_Problem 1_: Can you turn the entries, beginning at the line that has "where the sky" and stopping after the line that has "(0, 0), (1011, 301)", into a Markdown table with the columns Row and Entry line, leaving out blank lines?

_Selection_:
>>>>>

Not trying to irritate anyone here, least of all Brommie owners, but the cynic in me does sometimes come to the fore. The only bikes I see, apart from Brompton, with pressed fork dropouts, cup and ball BB's, and radially spoked front wheel are kiddies bikes in the local supermarkets. Admittedly they don't fold up small, and it's unlikely you'd want to bring one on a train or bus. Given that a Brommie costs nearly double here than the UK, it's no surprise that clones are sought. Here it is just a status symbol, a way of showing off to others, and the clever design and pedigree is of little value. Please don't shoot the messenger


----------



## slowmotion (5 Jun 2020)

B looks like a rather unpleasant wasp.


----------



## 12boy (5 Jun 2020)

My Brompton came with a cartridge BB. The radially spoked wheel works fine and stays true, at least for me. The pressed fork ends also work ok. The weak spots that bother me is the difficulty of replacing the rear triangle hinge and the seat post insert needing reaming. There's lots of improvements I can think of but I like mine a lot as is, so the weaknesses are tolerable.


----------



## alicat (5 Jun 2020)

A for me. Tan walls are so 1970s.


----------



## kj92 (5 Jun 2020)

I just wish they did tanned walls with a better grip. I'd be all over that!


----------



## rogerzilla (5 Jun 2020)

I've had three Bromptons and currently have an S3E-X (which started out as an S3L). The S3L cost me £550 in summer 2009 from Cyclecare Kensington. I don't know what prices were last summer but 2019 models are currently sold for £1045. I think most people would call that a doubling in ten years.

I'm no apologist for Brompton; components are cheap, many parts are poorly engineered, the paint and wheels can be absolutely terrible and they use aggressive and barely legal retail price maintenance to prevent discounting by volume sellers. There have been no significant improvements since the LWB frame was introduced in the mid-2000s. You're paying over £1000 for a hi-tensile steel frame with features that would shame some kids' bikes, as has been said above.

Despite all this, the smaller fold still makes them the best option for me and some other people. The other big advantage used to be parts availability but that's been shot to pieces recently; many parts are now dealer-fit only. That would stop me buying one now. I am quite capable of stripping and rebuilding a Brompton, and have done it to three of them. The factory assembly leaves a lot to be desired anyway. A friend has just bought a brand new one and is horrified by the state of the wheels* and the lack of grease anywhere. He wrote and complained.

*I pulled mine apart and rebuilt them in the first week


----------



## berlinonaut (5 Jun 2020)

<<<<<

_Given data_:
>>>>>

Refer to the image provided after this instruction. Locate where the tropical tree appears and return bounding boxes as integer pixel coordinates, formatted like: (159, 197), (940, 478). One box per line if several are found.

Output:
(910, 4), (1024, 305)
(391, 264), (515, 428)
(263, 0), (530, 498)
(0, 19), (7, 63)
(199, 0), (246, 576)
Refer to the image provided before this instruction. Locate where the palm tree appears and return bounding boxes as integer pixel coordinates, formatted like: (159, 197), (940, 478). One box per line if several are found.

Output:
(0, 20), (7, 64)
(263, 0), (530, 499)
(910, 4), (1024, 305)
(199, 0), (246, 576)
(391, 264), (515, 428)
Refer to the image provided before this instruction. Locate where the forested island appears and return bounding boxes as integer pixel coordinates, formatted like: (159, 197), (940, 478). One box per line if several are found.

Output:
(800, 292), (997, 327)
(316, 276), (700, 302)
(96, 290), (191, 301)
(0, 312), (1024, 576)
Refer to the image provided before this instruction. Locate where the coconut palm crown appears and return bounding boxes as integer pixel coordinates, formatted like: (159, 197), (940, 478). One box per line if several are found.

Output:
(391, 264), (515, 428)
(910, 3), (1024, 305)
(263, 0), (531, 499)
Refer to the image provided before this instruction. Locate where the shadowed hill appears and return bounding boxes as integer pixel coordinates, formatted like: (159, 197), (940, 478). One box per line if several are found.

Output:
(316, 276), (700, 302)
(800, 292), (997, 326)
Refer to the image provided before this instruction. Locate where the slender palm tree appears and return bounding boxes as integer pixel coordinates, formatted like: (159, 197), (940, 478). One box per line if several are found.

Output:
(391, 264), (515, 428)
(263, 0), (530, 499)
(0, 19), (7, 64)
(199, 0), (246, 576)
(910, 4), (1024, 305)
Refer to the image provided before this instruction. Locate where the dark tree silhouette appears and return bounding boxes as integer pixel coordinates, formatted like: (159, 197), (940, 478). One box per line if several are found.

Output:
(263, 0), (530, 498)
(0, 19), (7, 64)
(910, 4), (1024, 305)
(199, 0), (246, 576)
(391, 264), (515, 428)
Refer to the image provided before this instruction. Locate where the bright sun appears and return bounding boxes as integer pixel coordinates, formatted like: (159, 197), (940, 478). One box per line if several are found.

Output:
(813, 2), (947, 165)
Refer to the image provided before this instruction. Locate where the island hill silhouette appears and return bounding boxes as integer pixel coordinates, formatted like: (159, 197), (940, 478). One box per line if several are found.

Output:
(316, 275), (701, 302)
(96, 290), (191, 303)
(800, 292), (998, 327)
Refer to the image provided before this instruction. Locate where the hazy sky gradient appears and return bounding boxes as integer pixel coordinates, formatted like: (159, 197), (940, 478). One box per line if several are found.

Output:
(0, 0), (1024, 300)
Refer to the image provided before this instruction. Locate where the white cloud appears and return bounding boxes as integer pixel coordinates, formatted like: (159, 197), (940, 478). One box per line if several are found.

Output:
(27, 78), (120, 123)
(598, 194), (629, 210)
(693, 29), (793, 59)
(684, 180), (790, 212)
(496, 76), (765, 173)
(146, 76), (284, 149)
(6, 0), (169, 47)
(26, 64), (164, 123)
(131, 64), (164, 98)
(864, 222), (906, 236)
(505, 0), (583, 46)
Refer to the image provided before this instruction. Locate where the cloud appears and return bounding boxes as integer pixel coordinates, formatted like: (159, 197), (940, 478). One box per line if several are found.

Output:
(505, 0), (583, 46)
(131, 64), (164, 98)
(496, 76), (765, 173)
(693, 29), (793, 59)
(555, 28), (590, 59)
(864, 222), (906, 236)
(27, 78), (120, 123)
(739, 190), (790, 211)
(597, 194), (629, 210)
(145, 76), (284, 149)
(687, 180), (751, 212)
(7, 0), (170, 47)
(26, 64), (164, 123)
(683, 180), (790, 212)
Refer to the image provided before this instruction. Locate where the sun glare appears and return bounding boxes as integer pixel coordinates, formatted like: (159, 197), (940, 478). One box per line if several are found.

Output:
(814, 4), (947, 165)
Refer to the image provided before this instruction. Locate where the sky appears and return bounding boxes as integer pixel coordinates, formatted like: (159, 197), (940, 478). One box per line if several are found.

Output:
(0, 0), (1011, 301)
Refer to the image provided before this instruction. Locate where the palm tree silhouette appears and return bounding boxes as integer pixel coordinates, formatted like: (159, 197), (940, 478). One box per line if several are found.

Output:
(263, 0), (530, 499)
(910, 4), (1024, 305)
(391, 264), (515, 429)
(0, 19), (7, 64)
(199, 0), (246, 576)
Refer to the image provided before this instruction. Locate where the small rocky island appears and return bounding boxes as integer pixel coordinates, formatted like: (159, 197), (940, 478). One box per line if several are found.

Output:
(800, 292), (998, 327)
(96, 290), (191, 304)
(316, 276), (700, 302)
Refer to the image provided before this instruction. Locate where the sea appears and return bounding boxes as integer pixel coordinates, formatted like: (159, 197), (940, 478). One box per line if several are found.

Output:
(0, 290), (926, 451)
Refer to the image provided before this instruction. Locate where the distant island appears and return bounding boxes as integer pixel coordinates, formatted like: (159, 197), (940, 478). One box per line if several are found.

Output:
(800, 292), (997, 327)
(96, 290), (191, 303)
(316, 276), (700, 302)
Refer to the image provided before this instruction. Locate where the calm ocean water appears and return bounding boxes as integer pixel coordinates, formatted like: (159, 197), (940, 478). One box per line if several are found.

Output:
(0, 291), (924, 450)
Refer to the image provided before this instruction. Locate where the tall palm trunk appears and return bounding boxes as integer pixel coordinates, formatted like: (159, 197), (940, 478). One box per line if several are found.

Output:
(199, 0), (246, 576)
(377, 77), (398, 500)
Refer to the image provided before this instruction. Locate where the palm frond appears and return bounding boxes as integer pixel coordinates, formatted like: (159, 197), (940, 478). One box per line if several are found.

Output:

<<<<<

_Problem 2_: Could you write out the forum thread again, beginning at the words "Not trying to" and stopping after "slowmotion (5 Jun 2020)", with "Brommie" swapped for "Brompton" throughout?

_Complete answer 1_:
| Row | Entry line |
|---|---|
| 1 | Refer to the image provided before this instruction. Locate where the sky appears and return bounding boxes as integer pixel coordinates, formatted like: (159, 197), (940, 478). One box per line if several are found. |
| 2 | Output: |
| 3 | (0, 0), (1011, 301) |

_Complete answer 2_:
Not trying to irritate anyone here, least of all Brompton owners, but the cynic in me does sometimes come to the fore. The only bikes I see, apart from Brompton, with pressed fork dropouts, cup and ball BB's, and radially spoked front wheel are kiddies bikes in the local supermarkets. Admittedly they don't fold up small, and it's unlikely you'd want to bring one on a train or bus. Given that a Brompton costs nearly double here than the UK, it's no surprise that clones are sought. Here it is just a status symbol, a way of showing off to others, and the clever design and pedigree is of little value. Please don't shoot the messenger


----------



## slowmotion (5 Jun 2020)